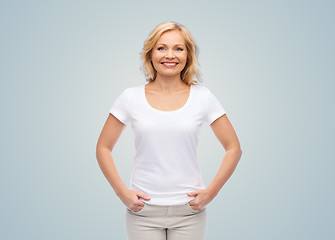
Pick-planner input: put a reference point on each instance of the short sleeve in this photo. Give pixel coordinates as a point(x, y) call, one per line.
point(214, 108)
point(120, 108)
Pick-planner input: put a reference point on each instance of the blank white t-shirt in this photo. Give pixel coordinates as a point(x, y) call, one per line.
point(165, 164)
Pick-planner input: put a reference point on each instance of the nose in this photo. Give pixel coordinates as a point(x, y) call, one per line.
point(170, 54)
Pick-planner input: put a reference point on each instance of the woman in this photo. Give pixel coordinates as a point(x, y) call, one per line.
point(167, 198)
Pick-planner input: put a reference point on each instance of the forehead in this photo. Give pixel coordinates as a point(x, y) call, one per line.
point(171, 37)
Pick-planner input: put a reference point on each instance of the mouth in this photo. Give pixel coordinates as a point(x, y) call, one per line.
point(169, 64)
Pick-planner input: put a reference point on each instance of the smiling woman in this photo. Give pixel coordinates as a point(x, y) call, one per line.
point(169, 56)
point(167, 198)
point(174, 42)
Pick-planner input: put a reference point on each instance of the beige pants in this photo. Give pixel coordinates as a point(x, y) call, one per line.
point(155, 222)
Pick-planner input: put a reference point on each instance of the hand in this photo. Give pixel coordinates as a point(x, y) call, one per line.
point(202, 198)
point(130, 199)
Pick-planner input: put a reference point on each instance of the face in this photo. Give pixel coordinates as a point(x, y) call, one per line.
point(169, 55)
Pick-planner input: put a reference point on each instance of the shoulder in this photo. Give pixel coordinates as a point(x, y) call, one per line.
point(201, 89)
point(132, 90)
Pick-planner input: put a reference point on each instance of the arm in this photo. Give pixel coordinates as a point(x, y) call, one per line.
point(106, 142)
point(225, 133)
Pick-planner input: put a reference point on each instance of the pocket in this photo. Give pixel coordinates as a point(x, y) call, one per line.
point(188, 204)
point(139, 211)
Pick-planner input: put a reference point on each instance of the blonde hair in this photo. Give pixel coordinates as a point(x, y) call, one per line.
point(190, 72)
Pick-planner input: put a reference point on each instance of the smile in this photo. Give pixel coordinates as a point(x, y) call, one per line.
point(169, 64)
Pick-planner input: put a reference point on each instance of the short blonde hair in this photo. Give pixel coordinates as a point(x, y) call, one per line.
point(190, 72)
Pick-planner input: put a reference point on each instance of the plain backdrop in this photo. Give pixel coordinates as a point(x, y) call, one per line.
point(270, 63)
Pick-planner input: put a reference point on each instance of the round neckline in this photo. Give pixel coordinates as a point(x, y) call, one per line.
point(172, 111)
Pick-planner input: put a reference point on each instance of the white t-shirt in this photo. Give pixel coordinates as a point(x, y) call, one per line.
point(165, 164)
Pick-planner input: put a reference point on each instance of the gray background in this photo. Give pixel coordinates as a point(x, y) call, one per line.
point(270, 63)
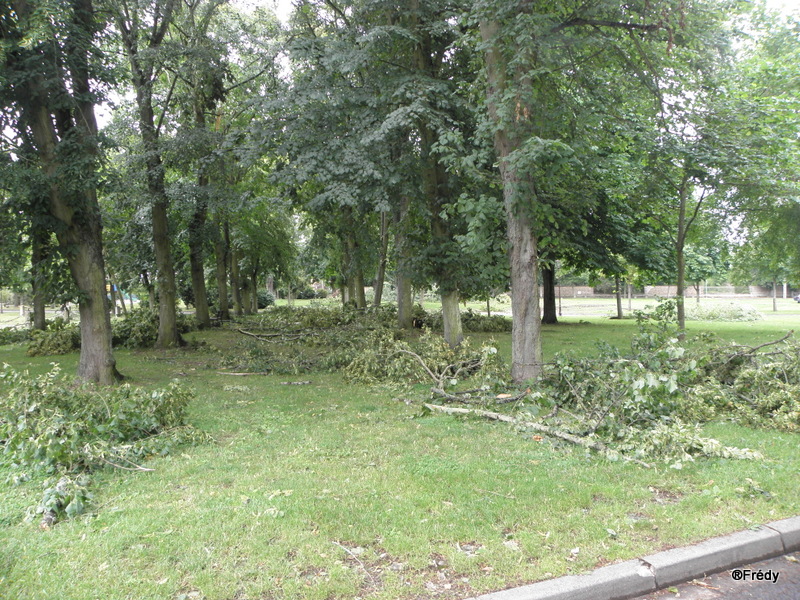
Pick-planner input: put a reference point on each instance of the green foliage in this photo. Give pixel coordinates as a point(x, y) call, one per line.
point(139, 328)
point(60, 337)
point(725, 312)
point(65, 497)
point(384, 358)
point(755, 389)
point(265, 299)
point(9, 335)
point(58, 425)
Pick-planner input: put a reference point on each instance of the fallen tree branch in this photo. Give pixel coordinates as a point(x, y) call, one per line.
point(280, 336)
point(134, 468)
point(243, 374)
point(598, 447)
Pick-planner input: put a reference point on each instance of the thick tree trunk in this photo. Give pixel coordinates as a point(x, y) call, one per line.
point(236, 286)
point(168, 336)
point(121, 296)
point(451, 318)
point(380, 277)
point(436, 187)
point(80, 233)
point(247, 295)
point(254, 287)
point(143, 78)
point(526, 347)
point(196, 265)
point(38, 256)
point(680, 293)
point(221, 246)
point(774, 296)
point(152, 301)
point(402, 282)
point(358, 282)
point(549, 309)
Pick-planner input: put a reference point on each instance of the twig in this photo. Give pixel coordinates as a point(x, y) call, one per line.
point(355, 558)
point(243, 374)
point(598, 447)
point(756, 348)
point(134, 468)
point(422, 362)
point(506, 496)
point(284, 336)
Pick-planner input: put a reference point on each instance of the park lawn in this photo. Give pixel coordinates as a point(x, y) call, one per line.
point(335, 490)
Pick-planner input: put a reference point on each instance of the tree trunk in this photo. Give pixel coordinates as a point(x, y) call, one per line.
point(38, 256)
point(80, 231)
point(680, 244)
point(549, 310)
point(143, 78)
point(196, 263)
point(152, 301)
point(236, 286)
point(380, 277)
point(221, 250)
point(402, 282)
point(451, 318)
point(121, 297)
point(254, 287)
point(629, 287)
point(774, 296)
point(168, 336)
point(247, 295)
point(358, 282)
point(526, 347)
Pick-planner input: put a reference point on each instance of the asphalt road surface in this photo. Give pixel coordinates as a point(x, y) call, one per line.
point(751, 582)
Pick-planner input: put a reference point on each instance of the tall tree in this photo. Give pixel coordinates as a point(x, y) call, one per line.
point(50, 58)
point(142, 27)
point(534, 52)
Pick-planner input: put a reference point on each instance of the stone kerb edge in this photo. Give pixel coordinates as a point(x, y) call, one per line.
point(641, 576)
point(789, 530)
point(714, 555)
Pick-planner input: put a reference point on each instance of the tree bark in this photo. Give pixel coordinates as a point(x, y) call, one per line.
point(451, 318)
point(774, 296)
point(402, 282)
point(221, 246)
point(38, 256)
point(143, 78)
point(236, 286)
point(380, 277)
point(549, 309)
point(80, 231)
point(196, 264)
point(526, 347)
point(247, 295)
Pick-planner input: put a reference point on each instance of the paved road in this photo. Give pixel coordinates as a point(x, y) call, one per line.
point(723, 585)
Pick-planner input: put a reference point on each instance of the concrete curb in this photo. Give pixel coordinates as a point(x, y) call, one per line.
point(650, 573)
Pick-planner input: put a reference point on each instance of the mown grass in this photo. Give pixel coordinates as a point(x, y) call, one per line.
point(331, 490)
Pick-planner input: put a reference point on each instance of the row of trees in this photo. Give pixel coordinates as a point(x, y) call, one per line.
point(461, 144)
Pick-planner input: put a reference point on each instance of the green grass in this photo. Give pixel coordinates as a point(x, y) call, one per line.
point(336, 491)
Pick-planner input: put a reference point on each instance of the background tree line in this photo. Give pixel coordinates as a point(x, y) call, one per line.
point(465, 146)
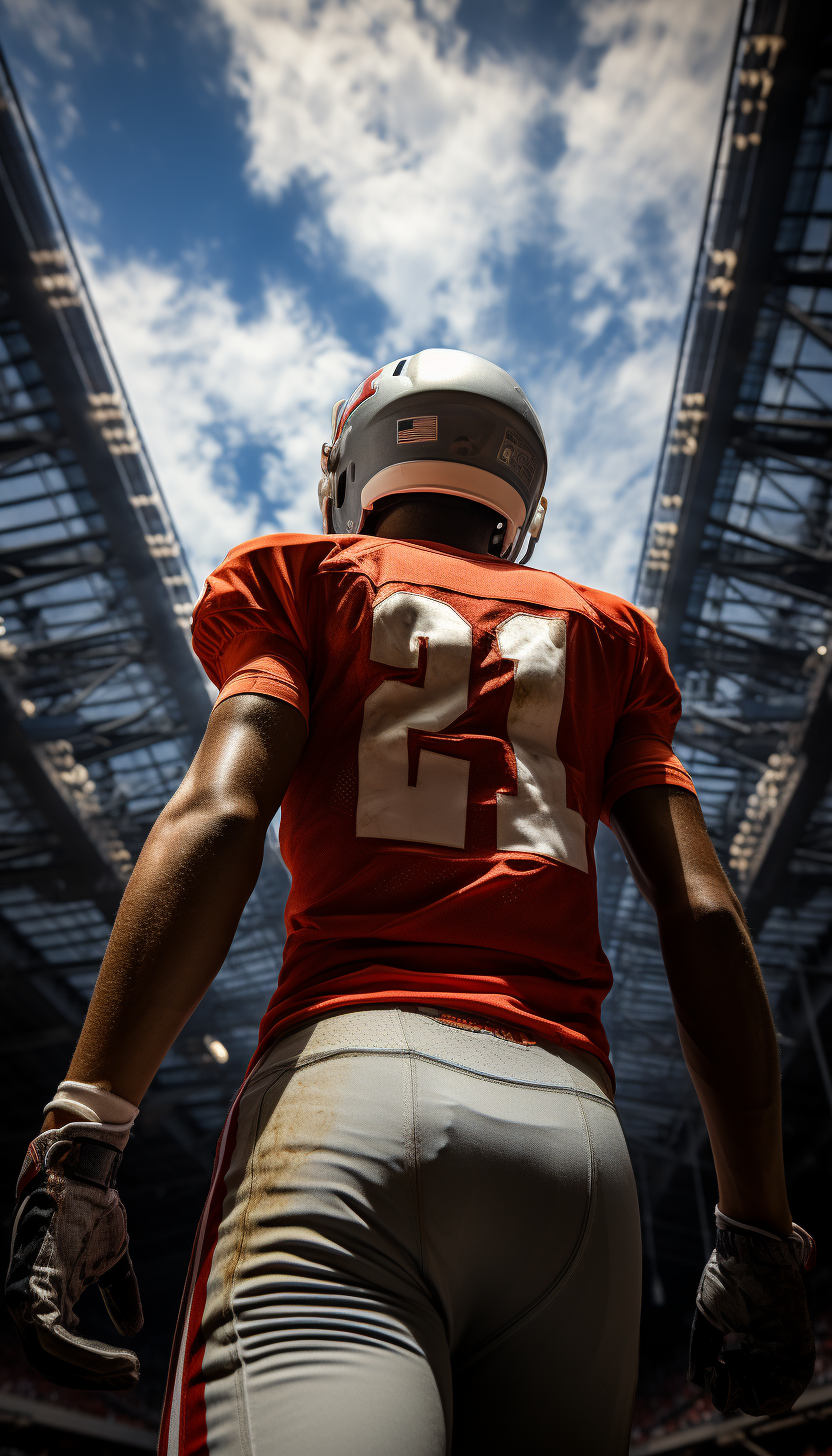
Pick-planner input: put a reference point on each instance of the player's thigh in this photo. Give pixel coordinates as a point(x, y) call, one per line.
point(563, 1379)
point(311, 1328)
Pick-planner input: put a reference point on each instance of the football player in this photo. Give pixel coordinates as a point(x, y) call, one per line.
point(423, 1223)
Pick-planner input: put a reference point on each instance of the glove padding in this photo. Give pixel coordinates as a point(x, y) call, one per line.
point(752, 1287)
point(70, 1231)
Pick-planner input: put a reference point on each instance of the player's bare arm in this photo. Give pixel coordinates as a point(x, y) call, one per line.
point(752, 1283)
point(721, 1009)
point(469, 725)
point(187, 894)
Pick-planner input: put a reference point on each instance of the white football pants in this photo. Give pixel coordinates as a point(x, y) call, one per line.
point(417, 1238)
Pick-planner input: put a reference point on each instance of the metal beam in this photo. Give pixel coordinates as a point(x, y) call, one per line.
point(89, 868)
point(797, 798)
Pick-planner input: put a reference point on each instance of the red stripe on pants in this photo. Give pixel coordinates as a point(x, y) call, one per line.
point(191, 1437)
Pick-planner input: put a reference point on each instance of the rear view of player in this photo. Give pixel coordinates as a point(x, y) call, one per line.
point(421, 1232)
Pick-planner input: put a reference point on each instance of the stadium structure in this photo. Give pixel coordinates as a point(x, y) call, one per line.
point(101, 708)
point(102, 703)
point(736, 572)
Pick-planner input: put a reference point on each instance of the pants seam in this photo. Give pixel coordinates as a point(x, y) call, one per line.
point(241, 1382)
point(413, 1139)
point(536, 1305)
point(442, 1062)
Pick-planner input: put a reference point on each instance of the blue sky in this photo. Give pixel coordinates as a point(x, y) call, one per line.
point(273, 197)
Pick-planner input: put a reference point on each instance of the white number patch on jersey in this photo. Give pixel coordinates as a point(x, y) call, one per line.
point(535, 820)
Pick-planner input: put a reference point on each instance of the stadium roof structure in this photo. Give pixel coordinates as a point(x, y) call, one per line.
point(736, 572)
point(101, 708)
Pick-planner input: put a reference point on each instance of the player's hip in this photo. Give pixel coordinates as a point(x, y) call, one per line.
point(388, 1180)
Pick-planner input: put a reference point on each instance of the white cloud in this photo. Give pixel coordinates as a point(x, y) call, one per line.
point(426, 184)
point(56, 28)
point(423, 166)
point(204, 382)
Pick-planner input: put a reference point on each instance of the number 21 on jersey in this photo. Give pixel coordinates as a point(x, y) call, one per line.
point(535, 820)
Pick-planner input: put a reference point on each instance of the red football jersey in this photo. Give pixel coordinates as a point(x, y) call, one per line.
point(469, 722)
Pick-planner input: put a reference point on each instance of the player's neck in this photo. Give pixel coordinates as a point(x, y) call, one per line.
point(442, 519)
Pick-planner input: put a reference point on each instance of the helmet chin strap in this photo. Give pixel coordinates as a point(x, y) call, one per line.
point(535, 529)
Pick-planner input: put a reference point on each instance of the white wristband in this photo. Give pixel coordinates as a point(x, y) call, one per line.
point(91, 1104)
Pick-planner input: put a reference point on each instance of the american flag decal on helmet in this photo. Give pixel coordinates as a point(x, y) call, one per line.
point(413, 431)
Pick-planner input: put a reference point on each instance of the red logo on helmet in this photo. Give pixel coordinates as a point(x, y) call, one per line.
point(357, 398)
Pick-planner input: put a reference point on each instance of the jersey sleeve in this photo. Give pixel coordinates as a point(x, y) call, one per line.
point(249, 623)
point(641, 747)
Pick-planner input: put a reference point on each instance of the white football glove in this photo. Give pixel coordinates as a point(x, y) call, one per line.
point(752, 1286)
point(70, 1231)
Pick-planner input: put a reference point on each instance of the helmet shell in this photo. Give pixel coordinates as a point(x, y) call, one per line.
point(442, 421)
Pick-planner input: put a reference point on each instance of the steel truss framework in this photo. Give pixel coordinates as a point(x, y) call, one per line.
point(101, 708)
point(736, 572)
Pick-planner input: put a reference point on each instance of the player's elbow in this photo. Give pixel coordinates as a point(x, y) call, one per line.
point(705, 901)
point(214, 811)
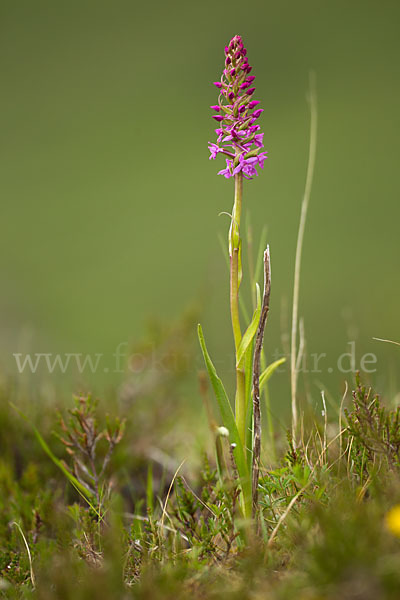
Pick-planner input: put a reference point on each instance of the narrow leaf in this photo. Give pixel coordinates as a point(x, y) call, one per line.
point(250, 332)
point(269, 371)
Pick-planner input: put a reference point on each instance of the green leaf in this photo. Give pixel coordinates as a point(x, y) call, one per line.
point(81, 489)
point(269, 371)
point(229, 422)
point(250, 332)
point(248, 370)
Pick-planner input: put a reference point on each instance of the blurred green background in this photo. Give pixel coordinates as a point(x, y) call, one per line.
point(109, 203)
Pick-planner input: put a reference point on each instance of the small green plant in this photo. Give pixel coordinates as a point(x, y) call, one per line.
point(82, 437)
point(374, 431)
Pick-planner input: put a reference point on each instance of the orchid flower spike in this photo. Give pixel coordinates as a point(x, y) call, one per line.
point(239, 137)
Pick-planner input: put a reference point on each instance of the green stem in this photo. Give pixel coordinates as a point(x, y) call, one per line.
point(235, 278)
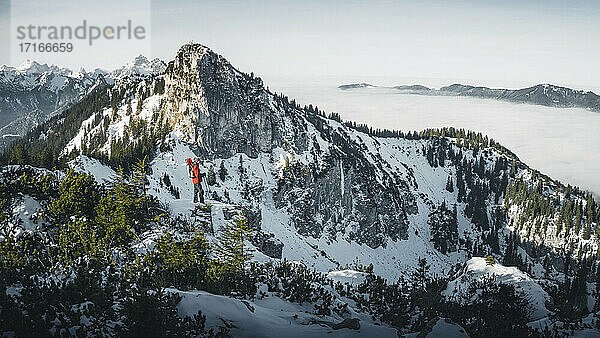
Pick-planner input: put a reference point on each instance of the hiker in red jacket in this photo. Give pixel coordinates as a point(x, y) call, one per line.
point(196, 176)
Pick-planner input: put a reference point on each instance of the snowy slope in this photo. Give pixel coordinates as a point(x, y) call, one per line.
point(269, 317)
point(476, 268)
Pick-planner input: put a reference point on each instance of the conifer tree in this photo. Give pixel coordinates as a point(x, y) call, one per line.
point(450, 184)
point(222, 171)
point(231, 249)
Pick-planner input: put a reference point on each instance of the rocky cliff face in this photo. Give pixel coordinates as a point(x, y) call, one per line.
point(336, 189)
point(221, 109)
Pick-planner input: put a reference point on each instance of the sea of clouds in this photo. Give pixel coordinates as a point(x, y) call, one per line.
point(562, 143)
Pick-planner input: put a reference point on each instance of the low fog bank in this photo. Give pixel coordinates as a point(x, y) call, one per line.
point(562, 143)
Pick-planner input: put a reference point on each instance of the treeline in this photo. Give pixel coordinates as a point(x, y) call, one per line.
point(569, 210)
point(44, 146)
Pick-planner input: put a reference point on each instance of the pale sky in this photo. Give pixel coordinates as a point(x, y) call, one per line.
point(484, 41)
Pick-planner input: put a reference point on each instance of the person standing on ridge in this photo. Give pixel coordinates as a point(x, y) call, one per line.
point(196, 176)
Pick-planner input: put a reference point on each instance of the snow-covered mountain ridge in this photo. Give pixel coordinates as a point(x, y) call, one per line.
point(323, 192)
point(31, 92)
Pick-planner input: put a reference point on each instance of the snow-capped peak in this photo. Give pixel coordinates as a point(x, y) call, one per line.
point(140, 66)
point(32, 67)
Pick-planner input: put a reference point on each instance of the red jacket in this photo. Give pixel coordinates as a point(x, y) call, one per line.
point(196, 175)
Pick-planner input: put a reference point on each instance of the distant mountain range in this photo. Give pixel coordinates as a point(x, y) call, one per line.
point(32, 92)
point(541, 94)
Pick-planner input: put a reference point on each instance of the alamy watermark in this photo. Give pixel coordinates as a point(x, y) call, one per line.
point(79, 32)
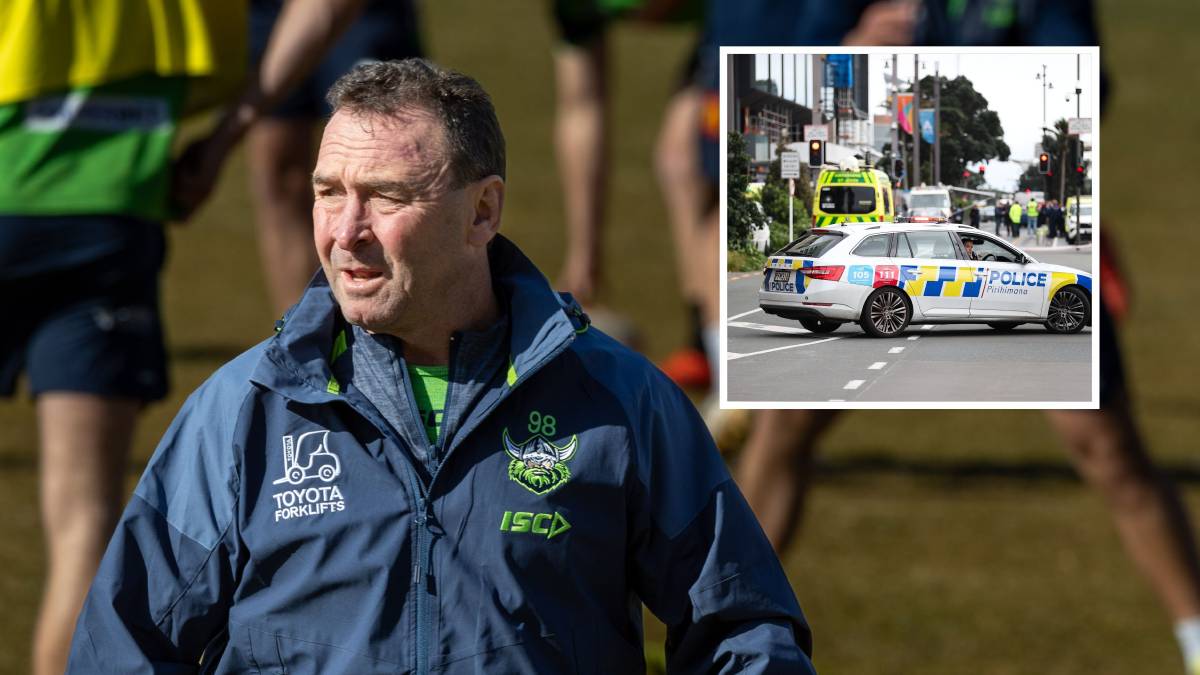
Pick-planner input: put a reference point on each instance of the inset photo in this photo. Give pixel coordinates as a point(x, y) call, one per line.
point(910, 228)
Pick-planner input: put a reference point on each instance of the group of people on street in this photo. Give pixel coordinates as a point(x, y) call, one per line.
point(1030, 219)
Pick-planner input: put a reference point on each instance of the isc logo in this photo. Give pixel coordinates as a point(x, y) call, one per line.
point(545, 524)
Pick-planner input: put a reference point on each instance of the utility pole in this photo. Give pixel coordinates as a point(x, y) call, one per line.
point(937, 126)
point(1079, 185)
point(916, 120)
point(895, 113)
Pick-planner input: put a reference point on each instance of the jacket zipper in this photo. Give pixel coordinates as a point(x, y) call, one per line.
point(420, 544)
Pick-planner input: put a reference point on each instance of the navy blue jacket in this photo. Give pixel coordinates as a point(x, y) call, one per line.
point(281, 526)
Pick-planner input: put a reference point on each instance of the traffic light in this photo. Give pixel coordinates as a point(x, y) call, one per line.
point(816, 154)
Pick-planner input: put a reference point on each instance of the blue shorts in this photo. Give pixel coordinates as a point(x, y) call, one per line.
point(79, 296)
point(385, 30)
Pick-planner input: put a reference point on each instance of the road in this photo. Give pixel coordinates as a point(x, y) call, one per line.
point(773, 359)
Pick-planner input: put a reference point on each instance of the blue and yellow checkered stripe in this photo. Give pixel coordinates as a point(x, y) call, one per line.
point(823, 221)
point(1060, 279)
point(934, 281)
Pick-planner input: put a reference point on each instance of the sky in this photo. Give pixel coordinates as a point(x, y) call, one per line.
point(1011, 84)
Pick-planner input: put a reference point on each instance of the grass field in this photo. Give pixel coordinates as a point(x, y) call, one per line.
point(936, 542)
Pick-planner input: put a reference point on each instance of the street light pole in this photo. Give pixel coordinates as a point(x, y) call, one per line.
point(895, 113)
point(916, 120)
point(937, 126)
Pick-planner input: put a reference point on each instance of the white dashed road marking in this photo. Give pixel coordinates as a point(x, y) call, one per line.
point(768, 328)
point(735, 357)
point(745, 314)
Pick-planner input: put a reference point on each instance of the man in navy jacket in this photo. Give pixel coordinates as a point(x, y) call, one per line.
point(303, 515)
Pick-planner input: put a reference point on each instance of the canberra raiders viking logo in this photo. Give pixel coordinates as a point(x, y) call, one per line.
point(539, 465)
···
■ Set task ■
Write out, with no changes, the rows from the line containing "the player's thigh" through the line containing "point(423, 1223)", including both of those lines.

■ Response to the task ■
Pick-planner input: put a reference point on each instance of the player's thigh in this photo. Give pixel coordinates as a point(x, y) call, one per line.
point(563, 1379)
point(311, 1328)
Pick-planner input: put a reference point on each instance of the football player in this photo. Give pixel coordinates as a point(x, y) call, one per line.
point(423, 1223)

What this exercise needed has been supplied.